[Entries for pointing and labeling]

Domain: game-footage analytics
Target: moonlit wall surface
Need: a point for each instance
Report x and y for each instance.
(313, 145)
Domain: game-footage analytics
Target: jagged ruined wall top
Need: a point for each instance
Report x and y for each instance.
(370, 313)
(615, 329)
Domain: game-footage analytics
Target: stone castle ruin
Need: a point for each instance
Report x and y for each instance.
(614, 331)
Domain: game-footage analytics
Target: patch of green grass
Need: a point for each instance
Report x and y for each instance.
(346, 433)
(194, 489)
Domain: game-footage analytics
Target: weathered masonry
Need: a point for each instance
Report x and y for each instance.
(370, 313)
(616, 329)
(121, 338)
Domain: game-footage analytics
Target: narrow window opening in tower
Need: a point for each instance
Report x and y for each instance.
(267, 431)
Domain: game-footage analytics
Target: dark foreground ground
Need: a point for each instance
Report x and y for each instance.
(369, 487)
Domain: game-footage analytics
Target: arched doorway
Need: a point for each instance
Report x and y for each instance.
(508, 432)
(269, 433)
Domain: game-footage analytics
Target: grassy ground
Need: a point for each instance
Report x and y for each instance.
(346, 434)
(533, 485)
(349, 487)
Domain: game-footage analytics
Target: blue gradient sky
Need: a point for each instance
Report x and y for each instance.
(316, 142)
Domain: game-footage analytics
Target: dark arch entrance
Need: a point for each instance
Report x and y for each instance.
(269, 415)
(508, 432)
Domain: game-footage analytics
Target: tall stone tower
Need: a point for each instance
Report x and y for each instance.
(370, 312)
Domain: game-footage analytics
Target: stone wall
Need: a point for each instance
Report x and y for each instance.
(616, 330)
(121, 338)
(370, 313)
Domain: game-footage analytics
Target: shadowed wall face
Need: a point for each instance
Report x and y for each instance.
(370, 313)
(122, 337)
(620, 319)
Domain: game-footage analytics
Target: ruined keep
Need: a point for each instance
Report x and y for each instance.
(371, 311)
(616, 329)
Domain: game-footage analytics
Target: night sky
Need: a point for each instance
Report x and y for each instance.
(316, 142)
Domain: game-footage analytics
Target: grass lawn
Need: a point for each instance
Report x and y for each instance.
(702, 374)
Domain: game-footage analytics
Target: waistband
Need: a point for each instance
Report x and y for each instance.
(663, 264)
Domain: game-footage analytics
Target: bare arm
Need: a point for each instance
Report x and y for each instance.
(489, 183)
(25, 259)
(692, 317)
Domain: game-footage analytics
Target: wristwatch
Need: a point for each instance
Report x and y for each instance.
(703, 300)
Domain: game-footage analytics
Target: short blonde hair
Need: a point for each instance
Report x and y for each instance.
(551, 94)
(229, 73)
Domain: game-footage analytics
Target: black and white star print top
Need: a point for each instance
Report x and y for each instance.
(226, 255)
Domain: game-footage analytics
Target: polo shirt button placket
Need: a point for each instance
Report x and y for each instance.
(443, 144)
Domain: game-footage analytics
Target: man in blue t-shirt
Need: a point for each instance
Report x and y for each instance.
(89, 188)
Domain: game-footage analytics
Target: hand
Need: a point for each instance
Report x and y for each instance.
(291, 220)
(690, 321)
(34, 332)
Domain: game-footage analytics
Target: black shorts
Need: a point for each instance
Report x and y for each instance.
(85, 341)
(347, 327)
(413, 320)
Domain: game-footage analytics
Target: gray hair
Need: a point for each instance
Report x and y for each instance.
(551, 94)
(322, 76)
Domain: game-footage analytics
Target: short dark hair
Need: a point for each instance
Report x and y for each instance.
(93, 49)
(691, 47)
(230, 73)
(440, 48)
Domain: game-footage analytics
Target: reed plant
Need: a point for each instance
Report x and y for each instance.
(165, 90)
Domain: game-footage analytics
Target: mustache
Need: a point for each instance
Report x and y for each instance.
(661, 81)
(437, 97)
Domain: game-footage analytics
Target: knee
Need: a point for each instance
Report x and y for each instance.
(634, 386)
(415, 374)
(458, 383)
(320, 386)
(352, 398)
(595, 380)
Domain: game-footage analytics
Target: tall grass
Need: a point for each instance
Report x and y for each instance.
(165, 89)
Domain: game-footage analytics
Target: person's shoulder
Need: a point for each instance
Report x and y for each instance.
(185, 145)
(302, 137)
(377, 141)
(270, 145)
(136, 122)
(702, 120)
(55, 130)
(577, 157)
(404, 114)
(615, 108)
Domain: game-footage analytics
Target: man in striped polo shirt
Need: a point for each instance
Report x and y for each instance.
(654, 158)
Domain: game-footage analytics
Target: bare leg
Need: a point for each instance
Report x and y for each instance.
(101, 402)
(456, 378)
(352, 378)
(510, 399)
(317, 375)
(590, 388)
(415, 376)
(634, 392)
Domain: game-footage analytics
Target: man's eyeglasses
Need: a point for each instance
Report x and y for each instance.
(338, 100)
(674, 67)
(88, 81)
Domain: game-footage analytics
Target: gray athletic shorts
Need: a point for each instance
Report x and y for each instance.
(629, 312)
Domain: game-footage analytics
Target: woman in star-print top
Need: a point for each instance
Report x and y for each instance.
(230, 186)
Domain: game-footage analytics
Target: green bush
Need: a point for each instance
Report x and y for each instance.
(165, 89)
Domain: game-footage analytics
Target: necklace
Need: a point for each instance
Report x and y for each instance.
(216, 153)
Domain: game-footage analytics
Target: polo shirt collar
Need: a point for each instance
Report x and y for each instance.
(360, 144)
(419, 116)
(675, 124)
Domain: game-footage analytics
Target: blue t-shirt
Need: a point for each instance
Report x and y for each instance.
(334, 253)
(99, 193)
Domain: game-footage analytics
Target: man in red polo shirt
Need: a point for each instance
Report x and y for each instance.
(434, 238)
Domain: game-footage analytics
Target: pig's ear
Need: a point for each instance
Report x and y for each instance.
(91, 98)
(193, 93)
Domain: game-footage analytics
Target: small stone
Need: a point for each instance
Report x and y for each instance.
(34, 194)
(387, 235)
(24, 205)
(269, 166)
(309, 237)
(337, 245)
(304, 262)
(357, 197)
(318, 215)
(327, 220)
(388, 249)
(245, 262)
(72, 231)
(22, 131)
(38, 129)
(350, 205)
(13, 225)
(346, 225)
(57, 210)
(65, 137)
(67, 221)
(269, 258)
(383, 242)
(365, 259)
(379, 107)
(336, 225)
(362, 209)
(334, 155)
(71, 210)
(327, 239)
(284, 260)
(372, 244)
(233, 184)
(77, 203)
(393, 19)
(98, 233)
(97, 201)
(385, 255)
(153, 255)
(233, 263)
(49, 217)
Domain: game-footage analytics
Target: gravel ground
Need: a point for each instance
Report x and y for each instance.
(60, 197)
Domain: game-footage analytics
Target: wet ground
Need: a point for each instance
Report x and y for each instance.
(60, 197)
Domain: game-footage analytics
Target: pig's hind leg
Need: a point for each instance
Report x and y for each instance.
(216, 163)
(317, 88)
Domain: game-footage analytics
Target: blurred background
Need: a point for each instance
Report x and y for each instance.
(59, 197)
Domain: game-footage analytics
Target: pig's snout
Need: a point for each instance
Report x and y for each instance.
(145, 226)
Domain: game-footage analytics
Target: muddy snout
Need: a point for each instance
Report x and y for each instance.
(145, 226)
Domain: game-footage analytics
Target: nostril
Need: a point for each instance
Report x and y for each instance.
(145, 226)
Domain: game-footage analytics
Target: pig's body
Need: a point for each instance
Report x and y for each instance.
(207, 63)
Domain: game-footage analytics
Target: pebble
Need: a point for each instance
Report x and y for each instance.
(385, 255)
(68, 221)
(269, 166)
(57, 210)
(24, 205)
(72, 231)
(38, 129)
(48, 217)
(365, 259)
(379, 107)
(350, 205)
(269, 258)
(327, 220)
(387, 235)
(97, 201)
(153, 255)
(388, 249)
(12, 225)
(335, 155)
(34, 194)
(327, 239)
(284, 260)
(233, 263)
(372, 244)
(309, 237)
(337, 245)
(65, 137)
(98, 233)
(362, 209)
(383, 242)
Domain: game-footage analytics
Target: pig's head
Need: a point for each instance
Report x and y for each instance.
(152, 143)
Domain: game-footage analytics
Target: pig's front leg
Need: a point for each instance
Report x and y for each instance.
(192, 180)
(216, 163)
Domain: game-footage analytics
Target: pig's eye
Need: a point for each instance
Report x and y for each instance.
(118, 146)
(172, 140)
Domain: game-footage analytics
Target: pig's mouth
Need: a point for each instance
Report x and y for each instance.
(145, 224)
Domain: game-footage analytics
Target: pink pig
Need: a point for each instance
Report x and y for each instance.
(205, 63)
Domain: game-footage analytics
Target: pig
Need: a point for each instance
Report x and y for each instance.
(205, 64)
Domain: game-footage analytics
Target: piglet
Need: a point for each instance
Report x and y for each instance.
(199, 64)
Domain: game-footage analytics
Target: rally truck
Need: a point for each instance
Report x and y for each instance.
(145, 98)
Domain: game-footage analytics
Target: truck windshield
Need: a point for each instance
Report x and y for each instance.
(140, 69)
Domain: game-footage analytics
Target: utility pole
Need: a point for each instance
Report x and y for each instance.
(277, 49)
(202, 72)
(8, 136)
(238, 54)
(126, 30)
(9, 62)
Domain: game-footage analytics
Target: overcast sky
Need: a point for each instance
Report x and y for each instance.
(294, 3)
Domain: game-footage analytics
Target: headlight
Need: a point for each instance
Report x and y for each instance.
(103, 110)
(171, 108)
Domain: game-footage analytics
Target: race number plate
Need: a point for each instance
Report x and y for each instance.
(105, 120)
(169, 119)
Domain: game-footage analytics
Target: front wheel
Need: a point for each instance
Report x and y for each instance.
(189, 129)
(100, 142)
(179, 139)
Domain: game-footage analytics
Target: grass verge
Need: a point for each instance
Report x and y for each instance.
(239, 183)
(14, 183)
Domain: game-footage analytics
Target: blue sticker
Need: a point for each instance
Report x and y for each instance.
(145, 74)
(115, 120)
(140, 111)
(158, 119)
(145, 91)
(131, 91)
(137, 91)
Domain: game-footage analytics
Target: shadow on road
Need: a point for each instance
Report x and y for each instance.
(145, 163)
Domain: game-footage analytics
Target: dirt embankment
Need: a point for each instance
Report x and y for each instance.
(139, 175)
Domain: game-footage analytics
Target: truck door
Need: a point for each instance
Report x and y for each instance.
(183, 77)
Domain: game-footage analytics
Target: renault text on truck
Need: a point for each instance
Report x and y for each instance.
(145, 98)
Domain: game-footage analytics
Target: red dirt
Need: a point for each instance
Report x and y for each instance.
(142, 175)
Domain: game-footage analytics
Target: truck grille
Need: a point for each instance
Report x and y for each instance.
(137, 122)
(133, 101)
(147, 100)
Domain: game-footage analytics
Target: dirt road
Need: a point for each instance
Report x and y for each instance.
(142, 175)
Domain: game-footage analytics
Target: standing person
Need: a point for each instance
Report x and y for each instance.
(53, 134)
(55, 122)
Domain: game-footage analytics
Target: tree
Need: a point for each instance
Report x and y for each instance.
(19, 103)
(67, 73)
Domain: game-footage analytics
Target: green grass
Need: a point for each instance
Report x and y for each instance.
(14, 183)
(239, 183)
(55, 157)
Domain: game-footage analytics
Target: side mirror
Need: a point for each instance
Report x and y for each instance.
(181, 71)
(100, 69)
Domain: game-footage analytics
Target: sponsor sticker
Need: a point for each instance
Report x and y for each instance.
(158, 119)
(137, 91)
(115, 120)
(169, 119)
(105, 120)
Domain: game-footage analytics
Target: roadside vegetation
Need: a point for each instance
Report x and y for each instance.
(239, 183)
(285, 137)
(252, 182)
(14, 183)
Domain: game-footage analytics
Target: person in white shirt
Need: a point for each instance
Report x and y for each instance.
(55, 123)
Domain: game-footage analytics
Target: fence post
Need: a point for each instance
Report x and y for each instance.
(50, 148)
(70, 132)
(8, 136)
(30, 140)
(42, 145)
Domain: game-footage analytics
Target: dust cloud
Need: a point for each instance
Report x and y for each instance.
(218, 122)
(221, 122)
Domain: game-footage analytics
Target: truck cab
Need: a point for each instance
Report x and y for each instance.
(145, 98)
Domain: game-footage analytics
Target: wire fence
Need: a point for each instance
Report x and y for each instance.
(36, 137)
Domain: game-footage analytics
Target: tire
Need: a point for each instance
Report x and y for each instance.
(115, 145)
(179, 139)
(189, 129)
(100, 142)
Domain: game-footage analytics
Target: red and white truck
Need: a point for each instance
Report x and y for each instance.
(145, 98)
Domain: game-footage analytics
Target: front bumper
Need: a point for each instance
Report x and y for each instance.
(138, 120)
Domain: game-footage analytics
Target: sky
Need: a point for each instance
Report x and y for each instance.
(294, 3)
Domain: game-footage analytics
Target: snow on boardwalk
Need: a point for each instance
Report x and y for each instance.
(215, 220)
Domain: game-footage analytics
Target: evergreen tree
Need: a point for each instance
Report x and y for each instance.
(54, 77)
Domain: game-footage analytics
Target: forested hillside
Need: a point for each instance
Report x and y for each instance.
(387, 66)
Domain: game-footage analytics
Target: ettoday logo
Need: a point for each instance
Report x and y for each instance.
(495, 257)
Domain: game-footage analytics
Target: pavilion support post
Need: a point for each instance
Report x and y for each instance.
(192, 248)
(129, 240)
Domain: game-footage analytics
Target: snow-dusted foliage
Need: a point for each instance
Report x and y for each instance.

TASK DIRECTIONS:
Collect every line above that contains the string "person", treating uppercase and lowercase as different.

RESULT:
Target: person's shoulder
Target: standing person
Target: person in white shirt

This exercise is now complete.